PROMPT:
Write every record out again exactly as given.

+-------+

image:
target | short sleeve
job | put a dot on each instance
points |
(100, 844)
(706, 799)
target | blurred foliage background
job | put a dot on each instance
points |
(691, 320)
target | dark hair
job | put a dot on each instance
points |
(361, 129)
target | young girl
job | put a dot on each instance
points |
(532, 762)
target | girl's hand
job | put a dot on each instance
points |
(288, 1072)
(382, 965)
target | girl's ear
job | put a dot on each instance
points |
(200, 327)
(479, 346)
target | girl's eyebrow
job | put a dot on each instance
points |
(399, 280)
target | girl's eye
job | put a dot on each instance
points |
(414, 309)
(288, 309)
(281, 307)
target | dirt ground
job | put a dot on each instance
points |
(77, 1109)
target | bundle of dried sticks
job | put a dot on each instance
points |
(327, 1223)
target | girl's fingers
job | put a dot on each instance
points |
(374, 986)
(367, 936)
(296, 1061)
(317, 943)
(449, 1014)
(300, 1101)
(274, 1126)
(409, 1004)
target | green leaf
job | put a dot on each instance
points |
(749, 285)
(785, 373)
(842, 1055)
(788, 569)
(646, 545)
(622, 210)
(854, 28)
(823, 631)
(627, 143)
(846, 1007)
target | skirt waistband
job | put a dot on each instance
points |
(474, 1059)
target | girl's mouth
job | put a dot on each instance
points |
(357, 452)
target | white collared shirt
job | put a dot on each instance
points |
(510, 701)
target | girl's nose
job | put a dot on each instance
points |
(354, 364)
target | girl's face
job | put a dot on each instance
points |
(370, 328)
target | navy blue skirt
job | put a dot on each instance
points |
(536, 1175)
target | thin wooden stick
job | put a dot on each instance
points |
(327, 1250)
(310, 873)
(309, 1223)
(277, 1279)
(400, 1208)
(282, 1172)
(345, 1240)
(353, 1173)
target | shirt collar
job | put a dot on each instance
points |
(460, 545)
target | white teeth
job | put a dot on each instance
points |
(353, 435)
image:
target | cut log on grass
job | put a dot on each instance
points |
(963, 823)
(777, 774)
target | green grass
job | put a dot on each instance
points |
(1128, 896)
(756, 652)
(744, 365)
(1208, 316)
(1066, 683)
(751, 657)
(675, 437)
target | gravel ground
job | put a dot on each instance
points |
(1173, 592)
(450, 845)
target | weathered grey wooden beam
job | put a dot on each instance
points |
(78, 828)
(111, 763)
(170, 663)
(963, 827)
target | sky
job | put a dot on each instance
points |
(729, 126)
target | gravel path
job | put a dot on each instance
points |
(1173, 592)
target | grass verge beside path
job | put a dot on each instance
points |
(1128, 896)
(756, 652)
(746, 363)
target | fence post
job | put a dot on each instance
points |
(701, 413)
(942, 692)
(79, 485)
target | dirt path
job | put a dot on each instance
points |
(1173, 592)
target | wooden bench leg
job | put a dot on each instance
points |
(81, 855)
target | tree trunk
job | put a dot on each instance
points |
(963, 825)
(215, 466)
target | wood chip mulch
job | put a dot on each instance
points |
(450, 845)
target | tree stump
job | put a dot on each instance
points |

+-------+

YOUR RESPONSE:
image:
target | short sleeve
job | put a dot on each instance
points |
(100, 844)
(706, 799)
target | blurred foliage background
job | put a dot on each instance
points |
(691, 320)
target | dark hair
job | put a dot on each instance
points |
(361, 129)
target | young girl
job | put a dot on each instance
points |
(532, 762)
target | girl's hand
job | put a dot on each instance
points |
(288, 1072)
(382, 965)
target | girl's ear
job | put a dot on each instance
points |
(200, 327)
(479, 346)
target | girl's eyebrow
job | put a dot on each instance
points |
(399, 280)
target | girl's eye
job | put a dot on each instance
points |
(414, 309)
(288, 309)
(281, 307)
target | dirt ground
job | put a dot on each instance
points |
(77, 1109)
target | bundle of dried sticks
job | put a dot on each instance
points |
(327, 1223)
target | girl's fingers
job | put a dot on each instance
points |
(374, 986)
(367, 936)
(296, 1061)
(317, 943)
(449, 1014)
(300, 1101)
(274, 1126)
(409, 1004)
target | green leaf
job | put a dot on each instance
points |
(749, 285)
(785, 373)
(842, 1055)
(788, 569)
(646, 545)
(622, 210)
(854, 28)
(823, 631)
(627, 143)
(846, 1007)
target | skirt waistband
job | put a dot on each instance
points |
(474, 1059)
target | girl's mouth
job | put a dot on each instance
points |
(357, 452)
target | white collared shirt
job | put a dot on each instance
points |
(510, 701)
target | girl's nose
job | put a dot on each instance
points |
(354, 364)
target | girl's face
job | put a dot on each instance
points |
(370, 328)
target | navy blue skirt
job | put a dot on each instance
points |
(536, 1175)
target | thin wooden stick
job | put a dot on each instance
points |
(327, 1250)
(310, 873)
(309, 1223)
(277, 1279)
(400, 1208)
(282, 1172)
(345, 1240)
(353, 1173)
target | shirt collar
job | put a dot on each instance
points |
(460, 545)
target | white teeth
job | put a dot on each instance
points |
(353, 435)
image:
target | cut log on grass
job | put a dot on each instance
points |
(963, 823)
(777, 774)
target | green grass
job | put a dot on each instance
points |
(1128, 896)
(756, 652)
(744, 365)
(1208, 316)
(1066, 683)
(751, 657)
(675, 437)
target | gravel ground
job | put a dot on each instance
points |
(1173, 592)
(450, 845)
target | weathered grey wooden beam
job | put a dot on each instance
points |
(78, 828)
(111, 763)
(170, 663)
(963, 827)
target | sky
job | put a dot on each instance
points |
(729, 126)
target | gravel path
job | put a dot on each instance
points |
(1173, 592)
target | grass verge beside path
job | put a dot on each instance
points |
(1128, 896)
(756, 652)
(746, 363)
target | fence post
job | put a dot on each instance
points |
(701, 413)
(942, 692)
(79, 485)
target | dirt path
job | put a dot on each instance
points |
(1173, 592)
target | wooden bench leg
job | put a dot on each instance
points |
(81, 855)
target | tree trunk
job | put a dot on each instance
points |
(963, 825)
(215, 466)
target | wood chip mulch
job | put a dot on each instance
points |
(450, 845)
target | tree stump
job | put a dot on each instance
points |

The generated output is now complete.